#### SET PROBLEM:
The complete listing should be restated exactly.

Start RECORD EXTRACTS

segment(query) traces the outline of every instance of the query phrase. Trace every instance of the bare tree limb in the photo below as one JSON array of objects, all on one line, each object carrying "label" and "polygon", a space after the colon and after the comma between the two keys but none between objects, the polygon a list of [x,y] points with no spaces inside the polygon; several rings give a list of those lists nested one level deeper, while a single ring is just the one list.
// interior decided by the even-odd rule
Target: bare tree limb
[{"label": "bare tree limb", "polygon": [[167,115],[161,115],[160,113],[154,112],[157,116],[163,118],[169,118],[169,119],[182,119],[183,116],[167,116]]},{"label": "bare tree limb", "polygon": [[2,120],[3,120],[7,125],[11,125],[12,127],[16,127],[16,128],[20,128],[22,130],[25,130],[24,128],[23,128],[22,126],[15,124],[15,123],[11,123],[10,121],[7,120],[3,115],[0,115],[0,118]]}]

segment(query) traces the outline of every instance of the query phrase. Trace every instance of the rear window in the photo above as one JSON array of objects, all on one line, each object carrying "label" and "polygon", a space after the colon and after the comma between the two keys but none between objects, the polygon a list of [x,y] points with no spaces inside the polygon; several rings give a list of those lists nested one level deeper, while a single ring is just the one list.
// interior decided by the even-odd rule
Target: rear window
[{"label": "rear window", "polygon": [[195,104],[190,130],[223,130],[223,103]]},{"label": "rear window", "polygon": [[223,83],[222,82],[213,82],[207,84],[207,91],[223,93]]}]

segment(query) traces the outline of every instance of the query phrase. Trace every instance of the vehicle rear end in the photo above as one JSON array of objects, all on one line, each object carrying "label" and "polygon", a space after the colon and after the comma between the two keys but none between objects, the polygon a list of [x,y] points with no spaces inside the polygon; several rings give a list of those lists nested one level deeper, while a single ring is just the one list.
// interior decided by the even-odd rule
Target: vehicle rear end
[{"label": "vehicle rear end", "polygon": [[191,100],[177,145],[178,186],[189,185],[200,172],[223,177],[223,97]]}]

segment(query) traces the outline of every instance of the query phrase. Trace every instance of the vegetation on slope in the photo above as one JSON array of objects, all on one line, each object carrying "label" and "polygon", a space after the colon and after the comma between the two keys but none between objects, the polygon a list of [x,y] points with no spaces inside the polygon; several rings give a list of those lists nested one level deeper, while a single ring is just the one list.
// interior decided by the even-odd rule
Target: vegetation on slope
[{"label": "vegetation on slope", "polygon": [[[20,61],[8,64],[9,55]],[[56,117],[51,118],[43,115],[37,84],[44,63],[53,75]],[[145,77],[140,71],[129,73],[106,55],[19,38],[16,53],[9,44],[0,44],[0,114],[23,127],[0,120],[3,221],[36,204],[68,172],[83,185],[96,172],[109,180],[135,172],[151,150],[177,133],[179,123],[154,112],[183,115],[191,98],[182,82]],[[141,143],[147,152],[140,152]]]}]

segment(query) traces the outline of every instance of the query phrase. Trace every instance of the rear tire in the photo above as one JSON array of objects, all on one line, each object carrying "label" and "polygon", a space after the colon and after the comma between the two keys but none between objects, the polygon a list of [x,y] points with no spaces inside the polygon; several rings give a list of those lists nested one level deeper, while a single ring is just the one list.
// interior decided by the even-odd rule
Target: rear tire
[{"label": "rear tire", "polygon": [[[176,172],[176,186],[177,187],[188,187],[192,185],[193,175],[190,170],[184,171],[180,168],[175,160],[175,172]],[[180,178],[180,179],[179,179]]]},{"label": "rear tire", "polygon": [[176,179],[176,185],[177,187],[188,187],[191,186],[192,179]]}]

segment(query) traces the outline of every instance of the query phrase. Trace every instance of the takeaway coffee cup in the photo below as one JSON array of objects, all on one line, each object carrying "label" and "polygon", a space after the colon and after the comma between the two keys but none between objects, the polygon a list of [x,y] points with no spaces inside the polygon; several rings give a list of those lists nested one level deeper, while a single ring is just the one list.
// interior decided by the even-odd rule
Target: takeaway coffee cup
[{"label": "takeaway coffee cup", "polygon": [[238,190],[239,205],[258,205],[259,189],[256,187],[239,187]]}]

End RECORD EXTRACTS

#### RESULT OF THE TASK:
segment(query) traces the outline of every instance of the query phrase. Trace every instance of the bare tree limb in the photo below as one JSON array of objects, all on one line, each object carrying "label" and "polygon", a space after the colon and after the comma between the two keys but none between objects, the polygon a list of [x,y] points with no spaces inside the polygon; several rings give a list of those lists nested one level deeper, while a single ring is just the one list.
// interior decided by the even-odd rule
Target: bare tree limb
[{"label": "bare tree limb", "polygon": [[167,115],[161,115],[160,113],[154,112],[157,116],[163,118],[169,118],[169,119],[182,119],[183,116],[167,116]]},{"label": "bare tree limb", "polygon": [[2,120],[3,120],[7,125],[11,125],[12,127],[16,127],[16,128],[20,128],[22,130],[25,130],[24,128],[23,128],[22,126],[15,124],[15,123],[11,123],[10,121],[7,120],[3,115],[0,115],[0,118]]}]

segment(query) traces the outline of every instance of the query phrase. Trace every instance of the rear window in the photo above as one JSON array of objects, all on one line, each object carrying "label" and "polygon", a space after the colon and after the comma between the two keys but none between objects, the polygon a list of [x,y] points with no spaces inside the polygon; several rings give a list of those lists nested one level deeper, while a single ring is just the one list.
// interior decided by the even-odd rule
Target: rear window
[{"label": "rear window", "polygon": [[195,104],[190,130],[223,130],[223,103]]},{"label": "rear window", "polygon": [[223,83],[222,82],[213,82],[207,84],[207,91],[223,93]]}]

segment(query) traces the outline of every instance of the query phrase. Trace every instance of the vehicle rear end in the photo above as one JSON array of objects, all on one line, each object carrying "label" and "polygon", a space after the colon and after the comma between the two keys but none between objects, the polygon a list of [x,y] points with no spaces inside the polygon; several rings give a list of those lists nested one level deeper, while a single ring is just the one list.
// interior decided by the even-odd rule
Target: vehicle rear end
[{"label": "vehicle rear end", "polygon": [[191,100],[177,145],[178,186],[189,185],[200,172],[223,177],[223,97]]}]

segment(query) traces the outline of every instance of the query phrase. Trace every instance of the vegetation on slope in the photo above as one JSON array of objects, all on one line, each object carrying "label" and "polygon", a space after the colon and after the comma between the two keys but none between objects, the polygon a list of [x,y] points with no spaces inside the polygon; several rings give a list of those lists nested one level deeper, while a single ring is just the one list.
// interior decided by the even-odd rule
Target: vegetation on slope
[{"label": "vegetation on slope", "polygon": [[[20,61],[8,64],[9,55]],[[56,117],[51,118],[43,115],[37,84],[44,63],[53,75]],[[145,77],[140,71],[129,73],[106,55],[19,38],[16,53],[9,44],[0,44],[0,114],[23,127],[0,120],[3,221],[36,204],[68,172],[83,185],[96,172],[109,180],[135,172],[151,150],[177,133],[179,123],[154,112],[183,115],[191,98],[182,82]],[[141,143],[147,152],[140,152]]]}]

segment(query) traces the outline of every instance of the query phrase. Trace every instance of the rear tire in the photo above as one JSON array of objects, all on one line, each object carrying "label" and "polygon", a space after the colon and after the comma between the two keys but none between objects, the polygon a list of [x,y] points with no spaces inside the polygon; several rings give a list of those lists nested one level deeper, while a single ring is just the one list.
// interior decided by the even-odd rule
Target: rear tire
[{"label": "rear tire", "polygon": [[[176,172],[176,186],[177,187],[188,187],[192,185],[193,175],[190,170],[184,171],[180,168],[175,160],[175,172]],[[180,178],[180,179],[179,179]]]},{"label": "rear tire", "polygon": [[176,179],[176,185],[177,187],[188,187],[191,186],[192,179]]}]

segment(query) traces the outline of every instance of the query phrase. Trace every instance of the takeaway coffee cup in the photo below as one JSON array of objects, all on one line, each object carrying "label" and "polygon", a space after the colon and after the comma between the two keys but none between objects, the polygon a list of [x,y] points with no spaces inside the polygon; several rings give a list of those lists nested one level deeper, while a single ring is just the one list.
// interior decided by the even-odd rule
Target: takeaway coffee cup
[{"label": "takeaway coffee cup", "polygon": [[238,190],[239,205],[258,205],[259,189],[256,187],[239,187]]}]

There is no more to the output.